Material for the task →
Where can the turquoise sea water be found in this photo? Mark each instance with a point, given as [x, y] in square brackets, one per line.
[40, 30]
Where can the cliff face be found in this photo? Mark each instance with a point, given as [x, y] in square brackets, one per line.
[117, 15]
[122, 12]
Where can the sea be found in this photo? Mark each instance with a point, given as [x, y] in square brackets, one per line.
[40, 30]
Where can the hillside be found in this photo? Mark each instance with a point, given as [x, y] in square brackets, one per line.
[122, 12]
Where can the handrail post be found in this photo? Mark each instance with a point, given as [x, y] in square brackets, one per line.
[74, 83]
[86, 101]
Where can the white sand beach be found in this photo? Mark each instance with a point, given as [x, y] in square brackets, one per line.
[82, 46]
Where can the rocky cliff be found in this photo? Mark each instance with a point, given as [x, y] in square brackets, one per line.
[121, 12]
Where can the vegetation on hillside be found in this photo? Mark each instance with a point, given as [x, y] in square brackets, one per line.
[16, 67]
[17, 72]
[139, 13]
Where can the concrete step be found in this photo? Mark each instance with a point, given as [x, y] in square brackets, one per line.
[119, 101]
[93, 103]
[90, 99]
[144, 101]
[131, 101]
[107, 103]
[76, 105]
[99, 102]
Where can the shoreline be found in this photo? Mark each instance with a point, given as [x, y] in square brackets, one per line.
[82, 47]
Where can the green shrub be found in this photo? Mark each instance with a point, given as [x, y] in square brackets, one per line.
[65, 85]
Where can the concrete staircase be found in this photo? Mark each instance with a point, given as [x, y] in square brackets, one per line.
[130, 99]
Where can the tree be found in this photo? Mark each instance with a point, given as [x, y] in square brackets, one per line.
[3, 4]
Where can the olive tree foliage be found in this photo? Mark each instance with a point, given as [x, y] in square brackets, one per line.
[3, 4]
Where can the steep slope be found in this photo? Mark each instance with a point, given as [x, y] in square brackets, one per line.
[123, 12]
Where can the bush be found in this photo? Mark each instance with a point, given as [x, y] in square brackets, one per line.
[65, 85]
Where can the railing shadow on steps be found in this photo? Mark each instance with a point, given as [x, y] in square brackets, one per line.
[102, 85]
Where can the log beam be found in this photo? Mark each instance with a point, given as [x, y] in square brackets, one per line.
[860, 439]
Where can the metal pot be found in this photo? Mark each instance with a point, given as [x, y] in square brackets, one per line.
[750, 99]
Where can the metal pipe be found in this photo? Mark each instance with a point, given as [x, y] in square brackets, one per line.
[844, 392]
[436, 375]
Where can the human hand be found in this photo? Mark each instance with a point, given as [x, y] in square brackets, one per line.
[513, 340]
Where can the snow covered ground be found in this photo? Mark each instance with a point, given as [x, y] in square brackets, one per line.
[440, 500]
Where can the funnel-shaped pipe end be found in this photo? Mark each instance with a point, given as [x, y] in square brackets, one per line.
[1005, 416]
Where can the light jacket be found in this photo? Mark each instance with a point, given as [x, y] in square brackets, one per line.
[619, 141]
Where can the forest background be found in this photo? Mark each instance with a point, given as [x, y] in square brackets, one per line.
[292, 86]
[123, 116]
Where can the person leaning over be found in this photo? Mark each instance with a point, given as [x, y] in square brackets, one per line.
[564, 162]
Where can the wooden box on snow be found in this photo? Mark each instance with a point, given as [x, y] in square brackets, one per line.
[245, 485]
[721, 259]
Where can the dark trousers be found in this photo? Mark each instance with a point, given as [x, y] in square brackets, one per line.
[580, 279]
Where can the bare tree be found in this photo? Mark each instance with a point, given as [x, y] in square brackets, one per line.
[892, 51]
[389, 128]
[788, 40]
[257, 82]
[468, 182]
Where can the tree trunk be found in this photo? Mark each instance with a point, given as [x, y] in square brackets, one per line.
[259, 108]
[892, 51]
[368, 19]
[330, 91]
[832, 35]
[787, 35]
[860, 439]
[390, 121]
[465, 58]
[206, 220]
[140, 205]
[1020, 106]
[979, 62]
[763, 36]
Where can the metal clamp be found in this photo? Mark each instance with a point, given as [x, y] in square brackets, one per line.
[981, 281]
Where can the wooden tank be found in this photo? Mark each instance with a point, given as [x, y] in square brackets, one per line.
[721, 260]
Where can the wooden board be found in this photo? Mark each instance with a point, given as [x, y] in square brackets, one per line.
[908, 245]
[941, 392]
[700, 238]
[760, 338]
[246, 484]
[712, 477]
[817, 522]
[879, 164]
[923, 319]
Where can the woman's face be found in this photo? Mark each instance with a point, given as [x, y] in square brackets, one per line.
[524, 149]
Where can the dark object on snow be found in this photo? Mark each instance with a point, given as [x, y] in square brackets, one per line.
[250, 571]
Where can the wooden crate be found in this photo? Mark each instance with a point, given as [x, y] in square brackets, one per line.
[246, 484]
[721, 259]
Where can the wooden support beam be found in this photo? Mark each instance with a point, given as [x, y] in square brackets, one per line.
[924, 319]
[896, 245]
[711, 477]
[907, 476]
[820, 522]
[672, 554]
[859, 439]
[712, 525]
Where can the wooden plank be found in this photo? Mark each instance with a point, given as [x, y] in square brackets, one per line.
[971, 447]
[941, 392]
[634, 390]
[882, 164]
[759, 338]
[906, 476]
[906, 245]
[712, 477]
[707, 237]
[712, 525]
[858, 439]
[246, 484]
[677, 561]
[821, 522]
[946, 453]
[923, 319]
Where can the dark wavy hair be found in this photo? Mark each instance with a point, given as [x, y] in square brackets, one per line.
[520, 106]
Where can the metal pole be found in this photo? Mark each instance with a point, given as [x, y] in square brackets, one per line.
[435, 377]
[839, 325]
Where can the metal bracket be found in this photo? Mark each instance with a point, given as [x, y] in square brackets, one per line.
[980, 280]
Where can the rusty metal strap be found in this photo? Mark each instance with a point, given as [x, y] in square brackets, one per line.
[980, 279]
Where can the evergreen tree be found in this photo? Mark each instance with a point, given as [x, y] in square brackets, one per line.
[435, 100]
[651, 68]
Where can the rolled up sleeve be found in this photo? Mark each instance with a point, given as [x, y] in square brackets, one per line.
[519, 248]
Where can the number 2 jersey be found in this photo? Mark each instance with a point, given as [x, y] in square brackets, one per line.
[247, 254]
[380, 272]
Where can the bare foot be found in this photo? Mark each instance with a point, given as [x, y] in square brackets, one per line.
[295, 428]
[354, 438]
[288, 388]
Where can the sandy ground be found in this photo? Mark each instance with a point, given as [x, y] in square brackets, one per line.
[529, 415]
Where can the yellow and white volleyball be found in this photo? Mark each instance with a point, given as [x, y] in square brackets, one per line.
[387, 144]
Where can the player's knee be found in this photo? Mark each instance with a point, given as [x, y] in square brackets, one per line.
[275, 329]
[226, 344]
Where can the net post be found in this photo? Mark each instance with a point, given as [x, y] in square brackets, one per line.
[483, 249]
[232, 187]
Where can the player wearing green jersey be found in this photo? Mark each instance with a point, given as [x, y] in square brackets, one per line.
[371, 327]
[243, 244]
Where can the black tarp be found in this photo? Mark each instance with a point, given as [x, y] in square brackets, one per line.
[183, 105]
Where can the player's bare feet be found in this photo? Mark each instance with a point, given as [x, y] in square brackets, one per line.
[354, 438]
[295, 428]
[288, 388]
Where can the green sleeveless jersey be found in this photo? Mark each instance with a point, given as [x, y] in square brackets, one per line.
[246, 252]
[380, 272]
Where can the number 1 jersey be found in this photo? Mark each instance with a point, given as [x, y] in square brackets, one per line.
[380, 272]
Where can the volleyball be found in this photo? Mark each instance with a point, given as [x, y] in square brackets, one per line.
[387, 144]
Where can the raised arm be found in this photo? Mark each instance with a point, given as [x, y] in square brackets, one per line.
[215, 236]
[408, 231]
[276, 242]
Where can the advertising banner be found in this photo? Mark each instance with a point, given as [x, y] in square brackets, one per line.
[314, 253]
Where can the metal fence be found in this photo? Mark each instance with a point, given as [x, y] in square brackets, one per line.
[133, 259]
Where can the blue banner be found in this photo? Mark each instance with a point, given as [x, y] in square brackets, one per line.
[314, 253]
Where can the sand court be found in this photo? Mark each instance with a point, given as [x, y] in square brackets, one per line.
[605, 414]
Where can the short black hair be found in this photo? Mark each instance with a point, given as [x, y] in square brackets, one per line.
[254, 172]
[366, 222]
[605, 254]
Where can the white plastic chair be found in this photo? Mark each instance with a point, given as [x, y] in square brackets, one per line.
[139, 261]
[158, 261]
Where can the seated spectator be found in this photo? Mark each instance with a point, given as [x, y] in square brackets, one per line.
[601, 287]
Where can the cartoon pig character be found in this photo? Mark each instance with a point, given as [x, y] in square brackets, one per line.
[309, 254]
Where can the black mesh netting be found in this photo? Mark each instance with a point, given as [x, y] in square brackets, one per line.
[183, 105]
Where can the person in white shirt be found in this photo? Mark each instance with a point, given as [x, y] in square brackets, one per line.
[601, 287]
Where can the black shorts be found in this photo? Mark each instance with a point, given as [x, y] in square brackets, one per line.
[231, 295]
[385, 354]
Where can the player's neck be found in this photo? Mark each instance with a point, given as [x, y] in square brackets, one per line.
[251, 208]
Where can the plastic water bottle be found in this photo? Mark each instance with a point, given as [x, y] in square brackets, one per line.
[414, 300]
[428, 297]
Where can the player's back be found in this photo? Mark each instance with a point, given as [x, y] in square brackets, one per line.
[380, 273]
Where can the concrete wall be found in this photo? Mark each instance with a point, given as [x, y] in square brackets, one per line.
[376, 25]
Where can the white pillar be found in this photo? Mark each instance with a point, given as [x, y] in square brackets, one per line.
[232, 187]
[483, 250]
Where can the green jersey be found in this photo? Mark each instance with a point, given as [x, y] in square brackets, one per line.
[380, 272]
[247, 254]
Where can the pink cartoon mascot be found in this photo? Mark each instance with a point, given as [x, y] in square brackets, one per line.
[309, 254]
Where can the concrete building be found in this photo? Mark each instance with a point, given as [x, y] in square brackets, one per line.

Exercise → Quote, without alteration, the final stretch of the entries: the line with "Where can the player's back" onward to the last line.

Response to the task →
Where can the player's back be found in this photo? Mark each instance with a point, given as [x, y] in square brackets, one per line.
[380, 273]
Where can the concrete wall be found in this photo? Mark each instance with a point, given as [x, y] in square brackets, one per line.
[376, 25]
Where can the white pillar be found in this photo? Mark each instance with a point, given as [x, y] in square brackets, one per line.
[232, 187]
[483, 250]
Where can the green jersey be found in this photo? Mark each instance with a point, given as [x, y] in square brackets, one per line.
[380, 272]
[247, 254]
Where can the pink cartoon mascot be found in this photo? Mark each instance with a point, given as [x, y] in square brackets, one per line.
[309, 254]
Where can the concrete building be found in this photo? Mark each instance with a point, given as [x, y] in square brackets, one per line.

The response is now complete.